Would you restate the data exactly as given?

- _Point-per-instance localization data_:
◆ ◆ ◆
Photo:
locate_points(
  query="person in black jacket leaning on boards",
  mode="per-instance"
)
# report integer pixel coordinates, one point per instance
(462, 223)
◆ ◆ ◆
- _EXERCISE RESPONSE_:
Photo:
locate_points(
  query="person in black jacket leaning on boards",
  mode="per-instance"
)
# report integer pixel coordinates, one point per instance
(462, 223)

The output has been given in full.